[Extracted text]

They might have been looking to downsize anyways, laying off a team that is no longer needed anymore is an easy way to do that, as sucky as it is.
I overheard a guy on a bus. It seems that he got axed, and that Oracle are slashing a rather wide cut over all java (jvm) development, not just Mission Control.
Agree. I mean what was the alternative here ? 1. Pay them to do nothing. 2. Pay them to do something unrelated to their deep expertise of Java.

By laying them off I think Oracle has made available a large pool of very good java experts for the rest of the companies out there and the best company will derive more mileage from them.

Of course this is assuming that this laying off is in accordance with their contract and Oracle has not put any unreasonable clause that prevents them from working for another company in similar position.

If any of those good people are facing financial hardship I am pretty sure they can ask for help and receive it from wider dev community.

Excellent point. I have exactly same thoughts when people claim open source projects are not real 'open source' when Google/Apple/Oracle etc dictate direction. The only way out is then either companies move their employees to work only on internal/closed projects or lay developers off if project is to become real open source.
Perhaps this is a good opportunity to highlight the OpenJ9 team (i.e there is another). IBM is investing in them and the project has been open-sourced under the Eclipse Foundation.

More use of OpenJ9 incentivizes more features, support and more devs being hired.

https://adoptopenjdk.net/?variant=openjdk8-openj9

> Hirt confirmed that of the JMC team, only three were left at Oracle, including himself.

... and then quotes Hirt's statement that, quite clearly, does not say that only three people were left, but merely names three people out of an unstated number possibly larger than three that were left.

[Problems and tasks]
• a. Repeat the portion of the discussion between "Of course this" and "the Eclipse Foundation.", inclusive.
• b. Name every company mentioned in the discussion.
Work only from the discussion provided here.

[Record excerpts]
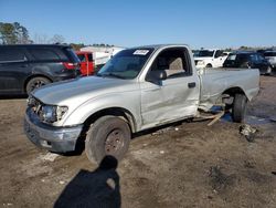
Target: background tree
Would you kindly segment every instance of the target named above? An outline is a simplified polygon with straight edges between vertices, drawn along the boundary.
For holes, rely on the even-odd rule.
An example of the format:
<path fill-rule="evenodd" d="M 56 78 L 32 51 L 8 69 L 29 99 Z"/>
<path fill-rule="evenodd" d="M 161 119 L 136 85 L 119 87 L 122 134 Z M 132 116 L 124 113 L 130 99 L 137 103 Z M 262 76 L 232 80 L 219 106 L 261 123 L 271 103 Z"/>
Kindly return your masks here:
<path fill-rule="evenodd" d="M 53 35 L 52 39 L 50 39 L 50 43 L 64 43 L 65 39 L 61 34 Z"/>
<path fill-rule="evenodd" d="M 74 51 L 79 51 L 79 49 L 84 48 L 83 43 L 70 43 Z"/>

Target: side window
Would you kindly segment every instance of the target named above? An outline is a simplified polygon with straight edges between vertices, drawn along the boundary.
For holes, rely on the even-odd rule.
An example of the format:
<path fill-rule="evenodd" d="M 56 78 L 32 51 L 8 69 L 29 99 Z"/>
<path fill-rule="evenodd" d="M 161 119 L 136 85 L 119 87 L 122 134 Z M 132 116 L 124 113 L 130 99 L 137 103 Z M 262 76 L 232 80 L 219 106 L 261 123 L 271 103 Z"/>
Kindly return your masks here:
<path fill-rule="evenodd" d="M 88 61 L 92 62 L 93 61 L 93 55 L 89 53 L 88 54 Z"/>
<path fill-rule="evenodd" d="M 51 49 L 29 49 L 28 50 L 38 61 L 57 61 L 60 56 Z"/>
<path fill-rule="evenodd" d="M 254 63 L 258 62 L 257 55 L 256 54 L 252 54 L 251 55 L 251 61 L 254 62 Z"/>
<path fill-rule="evenodd" d="M 20 62 L 26 61 L 26 56 L 21 49 L 1 49 L 0 62 Z"/>
<path fill-rule="evenodd" d="M 77 58 L 79 59 L 81 62 L 85 62 L 85 55 L 84 54 L 78 54 Z"/>
<path fill-rule="evenodd" d="M 188 59 L 188 51 L 183 48 L 167 49 L 159 53 L 150 70 L 163 70 L 168 79 L 191 75 Z"/>
<path fill-rule="evenodd" d="M 214 54 L 214 58 L 220 58 L 222 56 L 223 52 L 221 50 L 217 50 Z"/>

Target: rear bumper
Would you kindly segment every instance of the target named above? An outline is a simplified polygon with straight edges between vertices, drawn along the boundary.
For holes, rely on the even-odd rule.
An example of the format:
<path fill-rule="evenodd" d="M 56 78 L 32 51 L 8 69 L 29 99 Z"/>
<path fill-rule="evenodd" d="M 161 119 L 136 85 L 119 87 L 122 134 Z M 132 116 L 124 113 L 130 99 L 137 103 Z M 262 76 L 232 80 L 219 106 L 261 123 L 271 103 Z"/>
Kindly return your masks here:
<path fill-rule="evenodd" d="M 65 80 L 71 80 L 71 79 L 76 79 L 82 75 L 81 71 L 68 71 L 66 73 L 61 73 L 61 74 L 55 74 L 52 76 L 52 80 L 54 82 L 60 82 L 60 81 L 65 81 Z"/>
<path fill-rule="evenodd" d="M 30 110 L 24 118 L 24 132 L 28 138 L 41 148 L 55 153 L 73 152 L 81 135 L 83 125 L 55 127 L 41 123 Z"/>

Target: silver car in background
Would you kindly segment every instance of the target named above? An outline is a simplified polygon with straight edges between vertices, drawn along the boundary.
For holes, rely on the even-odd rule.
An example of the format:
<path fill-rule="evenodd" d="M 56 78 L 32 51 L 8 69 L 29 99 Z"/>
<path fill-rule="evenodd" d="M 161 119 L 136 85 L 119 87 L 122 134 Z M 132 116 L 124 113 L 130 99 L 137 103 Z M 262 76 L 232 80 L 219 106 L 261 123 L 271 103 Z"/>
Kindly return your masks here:
<path fill-rule="evenodd" d="M 276 51 L 266 51 L 264 52 L 264 56 L 273 67 L 276 67 Z"/>

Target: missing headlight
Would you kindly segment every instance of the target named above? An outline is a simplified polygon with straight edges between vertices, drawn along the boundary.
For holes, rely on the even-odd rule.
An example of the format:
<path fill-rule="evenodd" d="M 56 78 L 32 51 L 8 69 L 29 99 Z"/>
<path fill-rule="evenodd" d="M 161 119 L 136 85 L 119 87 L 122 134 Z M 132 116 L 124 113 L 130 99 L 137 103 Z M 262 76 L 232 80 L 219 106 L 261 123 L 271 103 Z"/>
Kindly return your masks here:
<path fill-rule="evenodd" d="M 56 107 L 56 118 L 57 121 L 62 119 L 64 114 L 68 111 L 67 106 L 57 106 Z"/>

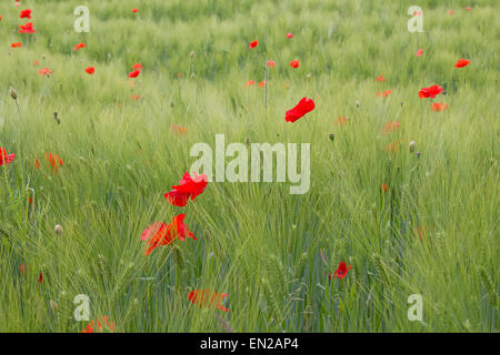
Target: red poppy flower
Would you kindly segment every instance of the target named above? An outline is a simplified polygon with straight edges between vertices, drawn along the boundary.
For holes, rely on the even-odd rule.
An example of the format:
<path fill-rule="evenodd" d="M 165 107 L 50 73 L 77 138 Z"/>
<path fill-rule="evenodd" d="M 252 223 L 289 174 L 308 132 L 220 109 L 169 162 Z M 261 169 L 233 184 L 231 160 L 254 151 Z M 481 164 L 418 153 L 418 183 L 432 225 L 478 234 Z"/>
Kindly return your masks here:
<path fill-rule="evenodd" d="M 38 74 L 41 77 L 51 75 L 52 73 L 53 73 L 53 71 L 50 70 L 49 68 L 43 68 L 38 71 Z"/>
<path fill-rule="evenodd" d="M 386 81 L 386 79 L 383 78 L 383 74 L 380 74 L 380 77 L 377 78 L 376 81 Z"/>
<path fill-rule="evenodd" d="M 229 312 L 222 304 L 227 296 L 227 293 L 217 293 L 211 290 L 194 290 L 189 293 L 188 298 L 192 304 L 198 304 L 200 307 L 216 307 L 222 312 Z"/>
<path fill-rule="evenodd" d="M 30 9 L 22 10 L 21 13 L 19 14 L 19 18 L 21 18 L 21 19 L 24 19 L 24 18 L 31 19 L 31 10 Z"/>
<path fill-rule="evenodd" d="M 188 131 L 188 129 L 184 129 L 182 125 L 180 124 L 170 124 L 170 131 L 173 133 L 178 133 L 178 134 L 182 134 L 186 133 Z"/>
<path fill-rule="evenodd" d="M 314 110 L 314 101 L 312 99 L 302 98 L 299 103 L 291 110 L 288 110 L 284 115 L 284 121 L 287 122 L 296 122 L 300 118 L 302 118 L 306 113 Z"/>
<path fill-rule="evenodd" d="M 382 133 L 392 133 L 399 129 L 399 121 L 389 121 L 382 126 Z"/>
<path fill-rule="evenodd" d="M 436 95 L 439 95 L 441 92 L 442 92 L 442 88 L 438 87 L 438 85 L 422 88 L 419 91 L 419 98 L 420 99 L 436 98 Z"/>
<path fill-rule="evenodd" d="M 36 33 L 37 31 L 33 29 L 33 22 L 27 22 L 24 26 L 19 26 L 19 33 Z"/>
<path fill-rule="evenodd" d="M 172 244 L 176 240 L 181 242 L 186 241 L 187 237 L 197 240 L 183 223 L 184 217 L 186 214 L 182 213 L 176 215 L 169 224 L 154 222 L 146 229 L 141 234 L 141 241 L 148 242 L 146 255 L 149 255 L 158 246 Z"/>
<path fill-rule="evenodd" d="M 19 272 L 21 273 L 22 276 L 26 275 L 26 264 L 22 263 L 21 266 L 19 266 Z"/>
<path fill-rule="evenodd" d="M 114 329 L 114 323 L 110 322 L 109 317 L 104 315 L 87 324 L 81 333 L 113 333 Z"/>
<path fill-rule="evenodd" d="M 78 50 L 81 49 L 81 48 L 86 48 L 86 43 L 80 42 L 80 44 L 74 44 L 73 51 L 78 51 Z"/>
<path fill-rule="evenodd" d="M 351 265 L 346 266 L 346 262 L 340 262 L 339 267 L 337 267 L 336 272 L 333 273 L 333 277 L 337 278 L 343 278 L 347 276 L 348 272 L 352 268 Z M 328 277 L 331 280 L 332 275 L 328 273 Z"/>
<path fill-rule="evenodd" d="M 129 73 L 129 78 L 137 78 L 141 73 L 140 70 L 134 70 Z"/>
<path fill-rule="evenodd" d="M 172 191 L 164 194 L 164 197 L 174 206 L 183 207 L 188 203 L 188 200 L 193 201 L 199 194 L 203 193 L 207 187 L 208 178 L 207 174 L 193 176 L 184 173 L 179 185 L 173 185 Z"/>
<path fill-rule="evenodd" d="M 431 104 L 432 111 L 444 111 L 446 109 L 448 109 L 448 104 L 446 104 L 443 102 L 433 102 Z"/>
<path fill-rule="evenodd" d="M 349 118 L 337 118 L 334 124 L 346 124 L 349 122 Z"/>
<path fill-rule="evenodd" d="M 469 65 L 469 63 L 470 63 L 470 60 L 462 58 L 457 61 L 457 63 L 454 64 L 454 68 L 463 68 L 463 67 Z"/>
<path fill-rule="evenodd" d="M 377 97 L 387 98 L 387 97 L 389 97 L 390 93 L 391 93 L 390 90 L 386 90 L 383 92 L 377 92 Z"/>
<path fill-rule="evenodd" d="M 0 166 L 3 164 L 10 164 L 13 162 L 16 154 L 7 154 L 7 151 L 3 146 L 0 146 Z"/>

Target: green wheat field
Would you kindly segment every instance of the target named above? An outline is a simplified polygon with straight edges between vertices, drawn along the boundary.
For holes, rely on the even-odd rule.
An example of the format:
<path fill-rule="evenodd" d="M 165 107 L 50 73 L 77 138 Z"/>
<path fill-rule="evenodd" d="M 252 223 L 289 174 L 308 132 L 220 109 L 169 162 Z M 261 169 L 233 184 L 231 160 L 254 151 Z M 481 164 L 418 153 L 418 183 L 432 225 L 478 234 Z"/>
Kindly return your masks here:
<path fill-rule="evenodd" d="M 498 332 L 498 1 L 16 2 L 0 4 L 0 332 Z M 314 110 L 286 122 L 302 98 Z M 309 191 L 209 181 L 172 205 L 216 134 L 310 143 Z M 197 240 L 146 255 L 143 231 L 181 213 Z"/>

[The solutions]
• a.
Of course this is assuming that this laying off is in accordance with their contract and Oracle has not put any unreasonable clause that prevents them from working for another company in similar position.

If any of those good people are facing financial hardship I am pretty sure they can ask for help and receive it from wider dev community.

Excellent point. I have exactly same thoughts when people claim open source projects are not real 'open source' when Google/Apple/Oracle etc dictate direction. The only way out is then either companies move their employees to work only on internal/closed projects or lay developers off if project is to become real open source.
Perhaps this is a good opportunity to highlight the OpenJ9 team (i.e there is another). IBM is investing in them and the project has been open-sourced under the Eclipse Foundation.

• b. Oracle, Google, Apple, IBM